EXTRACT TO READ -

A. The circumstances of the case
2. The facts of the case, as submitted by the applicant, may be summarised as follows.
3. On 12 September 1992 the applicant married Mrs N. and on 23 July 1993 their daughter Mrs NE. was born.
4. After unspecified period of time the applicant ' s marriage became dysfunctional and he started a relationship with another woman, who had later conceived his child. The applicant consistently provided financial and parental support to his daughter born out of his marriage.
5. In 2008 the applicant decided to divorce his wife and to register his relationship with his new partner. He filed a civil action seeking divorce.
6. After the lapse of the reconciliation period ordered by the court under section 2 , Article 22 of the Family Code, the applicant ' s civil action was dismissed by the Justice of the Peace for the 8th Circuit of Zapadniy District of Belgorod on 5 December 2008. The relevant parts of the judgment read as follows:
“The plaintiff [the applicant] submits in his action that martial relations of the parties are factually terminated and that they do not have a common household anymore. The plaintiff considers further preservation of the family impossible and requests dissolution of marriage.
At the same time the defendant [Mrs N., the applicant ' s wife] stated that she, the plaintiff, and the ir child have a possibility to reside together in a service apartment provided for the whole family ...

LIST OF TASKS -
1) Duplicate the part of the account of the divorce case that begins at the words "At the same" and ends after "whole family ...".
2) Go on with the account of the divorce case from the point where it stops.

INFORMATION SHOWN -
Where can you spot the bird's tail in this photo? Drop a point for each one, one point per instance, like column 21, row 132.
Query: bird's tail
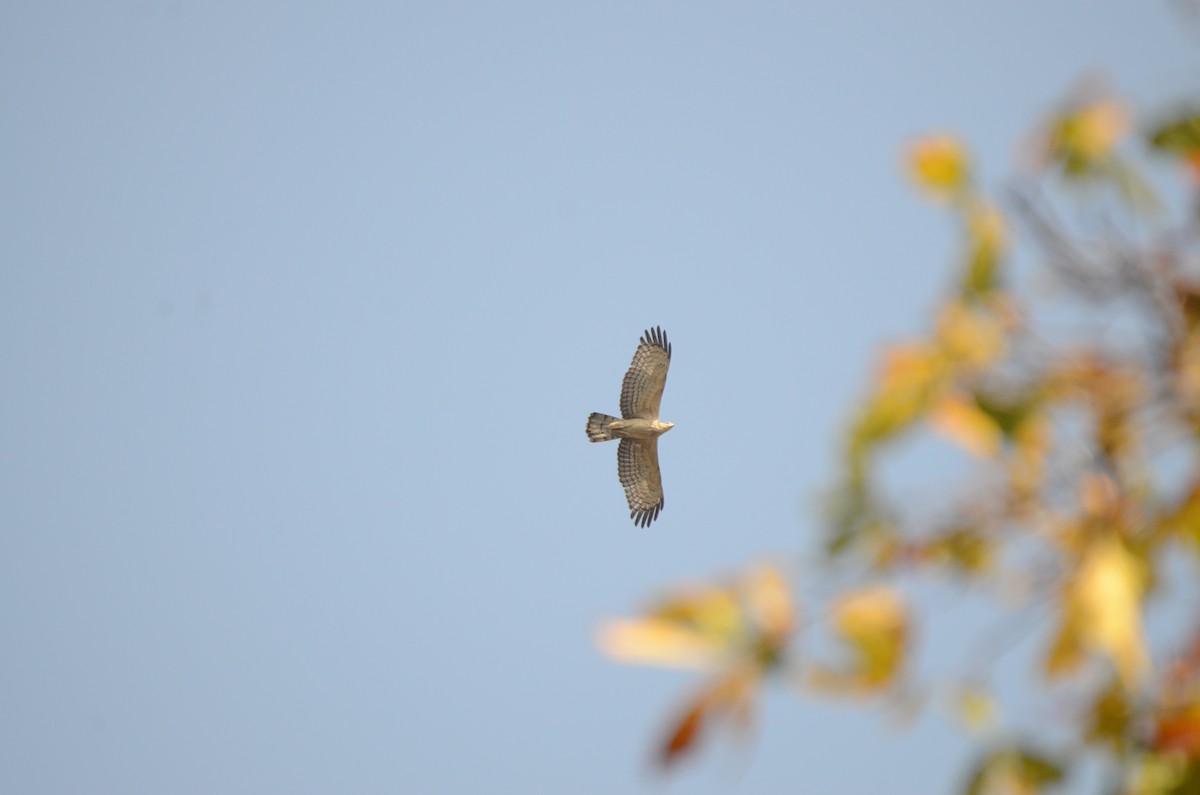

FINAL ANSWERS -
1)
At the same time the defendant [Mrs N., the applicant ' s wife] stated that she, the plaintiff, and the ir child have a possibility to reside together in a service apartment provided for the whole family ...

2)
An underage witness Mrs NE. stated during the hearing that she as an underage daughter of the parties wants to live in a full family with both parents, who she loves a lot, and that she sees no weighty reasons for divorce.
The court had established that in case of dissolution of marriage the defendant [Mrs N.], who has disability of the second degree, loses the status of a military serviceman ' s family member along with all related rights and social security guarantees ... In the opinion of the court such development would negatively influence financial security, living arrangements and psychological state of an underage child; considering among other factors the defendant ' s state of health she would not be in a position to independently provide for the child and to ensure proper upbringing.
According to Article 22 of the Family Code a marriage is dissolved by a court if it establishes that subsequent common life of the spouses and preservation of the family are not possible .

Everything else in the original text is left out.